┌─ EXCERPTED TEXT
[Proposal] Adding callback mechanism to Execution Engines

Hello,

I would like to have your opinions on this.

Problem:

Currently, there are no ways to perform hypercalls into LLVM (they transfer execution from the program being executed to the LLVM infrastructure to perform compilation). The goal of this project is to cleanly integrate an API into the LLVM code/execution engine to create custom callbacks. The “lli” executable should allow having a function be registered as callback with the execution engines and the program being compiled by LLVM should be able to make a callback into that function inside lli during its execution.

Design:

  1. The user programs link with a dummy library function called PerformCustomCallback(const char* CallbackName, void *Args).

  2. LLVM ExecutionEngines (JIT and MCJIT) will implement this function to perform the multiplexing of the various callbacks registered with them.

  3. Whenever the user program calls PerformCustomCallback with appropriate arguments, lli should experience a call to one of the registered callbacks.
└─
EXERCISE SET:
1. Answer these about the proposal:
(a) What is the name of the dummy library function that user programs link with?
(b) Which two LLVM ExecutionEngines are named?
(c) Which executable should let a function be registered as a callback?
2. From the proposal, reproduce word for word the part that opens with the words containing "Currently, there are" and closes with "during its execution.".
3. List all of the numbered design steps in the proposal, each copied in full.
The listing that comes next has nothing to do with what is asked here.
┌─ DATA RECORDS
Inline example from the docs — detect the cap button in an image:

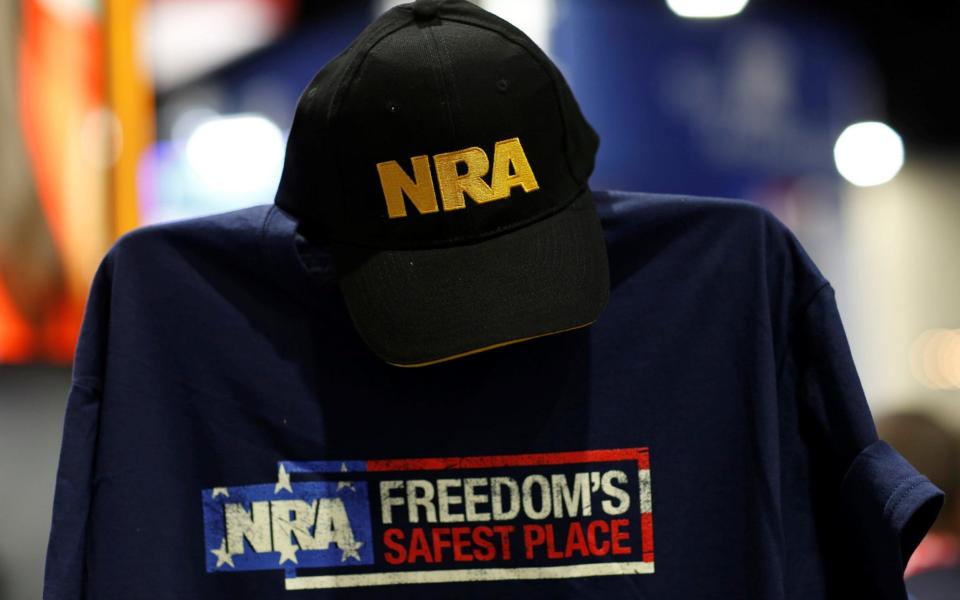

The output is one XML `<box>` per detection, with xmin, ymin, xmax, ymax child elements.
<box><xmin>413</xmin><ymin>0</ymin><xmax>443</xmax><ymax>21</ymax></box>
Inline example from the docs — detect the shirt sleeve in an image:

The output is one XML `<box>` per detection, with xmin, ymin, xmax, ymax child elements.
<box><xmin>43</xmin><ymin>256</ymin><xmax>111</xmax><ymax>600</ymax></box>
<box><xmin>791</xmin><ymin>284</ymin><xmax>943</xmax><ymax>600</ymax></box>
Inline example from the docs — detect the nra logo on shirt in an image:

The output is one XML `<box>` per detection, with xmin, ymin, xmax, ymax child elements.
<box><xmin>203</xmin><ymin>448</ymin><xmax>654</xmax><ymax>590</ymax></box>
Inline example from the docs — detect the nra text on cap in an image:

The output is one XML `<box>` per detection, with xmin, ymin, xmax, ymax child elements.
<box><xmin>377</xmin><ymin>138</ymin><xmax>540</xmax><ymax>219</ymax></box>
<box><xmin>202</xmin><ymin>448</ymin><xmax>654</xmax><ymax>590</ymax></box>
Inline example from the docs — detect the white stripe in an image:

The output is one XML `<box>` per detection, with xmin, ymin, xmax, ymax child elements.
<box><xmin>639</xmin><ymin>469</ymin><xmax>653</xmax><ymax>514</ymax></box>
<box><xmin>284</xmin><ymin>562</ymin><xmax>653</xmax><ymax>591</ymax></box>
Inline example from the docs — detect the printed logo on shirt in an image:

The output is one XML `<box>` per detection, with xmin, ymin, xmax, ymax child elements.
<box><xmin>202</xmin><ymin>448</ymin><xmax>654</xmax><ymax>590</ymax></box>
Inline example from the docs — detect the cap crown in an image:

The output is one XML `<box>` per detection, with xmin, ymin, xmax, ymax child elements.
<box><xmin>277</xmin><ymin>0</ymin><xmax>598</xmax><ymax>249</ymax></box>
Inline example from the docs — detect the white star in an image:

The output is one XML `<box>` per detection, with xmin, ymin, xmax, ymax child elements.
└─
┌─ DATA RECORDS
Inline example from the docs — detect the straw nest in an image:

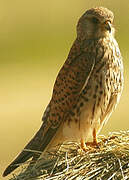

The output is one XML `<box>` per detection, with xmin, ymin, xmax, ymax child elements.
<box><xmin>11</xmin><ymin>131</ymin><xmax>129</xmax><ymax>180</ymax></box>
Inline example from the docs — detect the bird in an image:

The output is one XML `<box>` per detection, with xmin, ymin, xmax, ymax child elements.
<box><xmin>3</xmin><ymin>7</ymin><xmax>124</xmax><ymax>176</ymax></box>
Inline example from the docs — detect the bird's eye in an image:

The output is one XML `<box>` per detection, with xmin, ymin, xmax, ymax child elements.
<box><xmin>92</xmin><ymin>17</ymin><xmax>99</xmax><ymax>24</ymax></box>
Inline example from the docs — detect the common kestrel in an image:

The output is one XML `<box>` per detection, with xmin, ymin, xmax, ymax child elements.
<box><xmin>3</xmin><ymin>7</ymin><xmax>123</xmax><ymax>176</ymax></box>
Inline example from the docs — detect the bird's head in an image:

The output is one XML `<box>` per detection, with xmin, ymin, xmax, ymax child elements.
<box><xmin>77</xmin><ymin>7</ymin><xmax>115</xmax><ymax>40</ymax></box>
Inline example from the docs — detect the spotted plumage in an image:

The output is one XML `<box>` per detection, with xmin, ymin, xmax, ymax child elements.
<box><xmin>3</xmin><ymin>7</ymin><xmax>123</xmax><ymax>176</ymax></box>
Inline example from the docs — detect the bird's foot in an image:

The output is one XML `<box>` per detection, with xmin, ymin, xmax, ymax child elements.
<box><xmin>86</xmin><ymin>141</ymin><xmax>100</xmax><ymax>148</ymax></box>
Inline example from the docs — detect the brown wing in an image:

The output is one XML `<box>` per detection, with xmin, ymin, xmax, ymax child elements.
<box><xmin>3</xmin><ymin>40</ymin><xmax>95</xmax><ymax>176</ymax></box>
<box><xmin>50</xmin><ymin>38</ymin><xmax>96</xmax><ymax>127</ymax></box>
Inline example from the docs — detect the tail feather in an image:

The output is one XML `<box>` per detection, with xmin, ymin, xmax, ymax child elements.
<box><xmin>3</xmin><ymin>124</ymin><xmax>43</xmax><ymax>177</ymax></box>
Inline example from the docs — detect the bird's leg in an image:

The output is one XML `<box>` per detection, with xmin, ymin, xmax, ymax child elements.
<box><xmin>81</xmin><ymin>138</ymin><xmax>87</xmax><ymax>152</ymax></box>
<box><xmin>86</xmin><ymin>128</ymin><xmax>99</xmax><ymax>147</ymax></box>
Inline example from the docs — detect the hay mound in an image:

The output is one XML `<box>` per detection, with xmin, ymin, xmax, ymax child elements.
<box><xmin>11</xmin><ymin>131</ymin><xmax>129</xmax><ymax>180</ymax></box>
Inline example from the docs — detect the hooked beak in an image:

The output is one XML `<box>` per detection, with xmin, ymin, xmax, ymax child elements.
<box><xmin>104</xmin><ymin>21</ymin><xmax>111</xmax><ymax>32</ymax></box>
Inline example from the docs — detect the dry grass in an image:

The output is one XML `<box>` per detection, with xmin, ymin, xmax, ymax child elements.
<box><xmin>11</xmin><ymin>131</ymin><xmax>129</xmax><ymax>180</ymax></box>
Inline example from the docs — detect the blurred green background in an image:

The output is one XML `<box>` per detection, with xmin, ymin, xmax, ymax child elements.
└─
SOLUTIONS TO THE TASKS:
1.
(a) PerformCustomCallback
(b) JIT and MCJIT
(c) lli

2.
Currently, there are no ways to perform hypercalls into LLVM (they transfer execution from the program being executed to the LLVM infrastructure to perform compilation). The goal of this project is to cleanly integrate an API into the LLVM code/execution engine to create custom callbacks. The “lli” executable should allow having a function be registered as callback with the execution engines and the program being compiled by LLVM should be able to make a callback into that function inside lli during its execution.

3.
1. The user programs link with a dummy library function called PerformCustomCallback(const char* CallbackName, void *Args).
2. LLVM ExecutionEngines (JIT and MCJIT) will implement this function to perform the multiplexing of the various callbacks registered with them.
3. Whenever the user program calls PerformCustomCallback with appropriate arguments, lli should experience a call to one of the registered callbacks.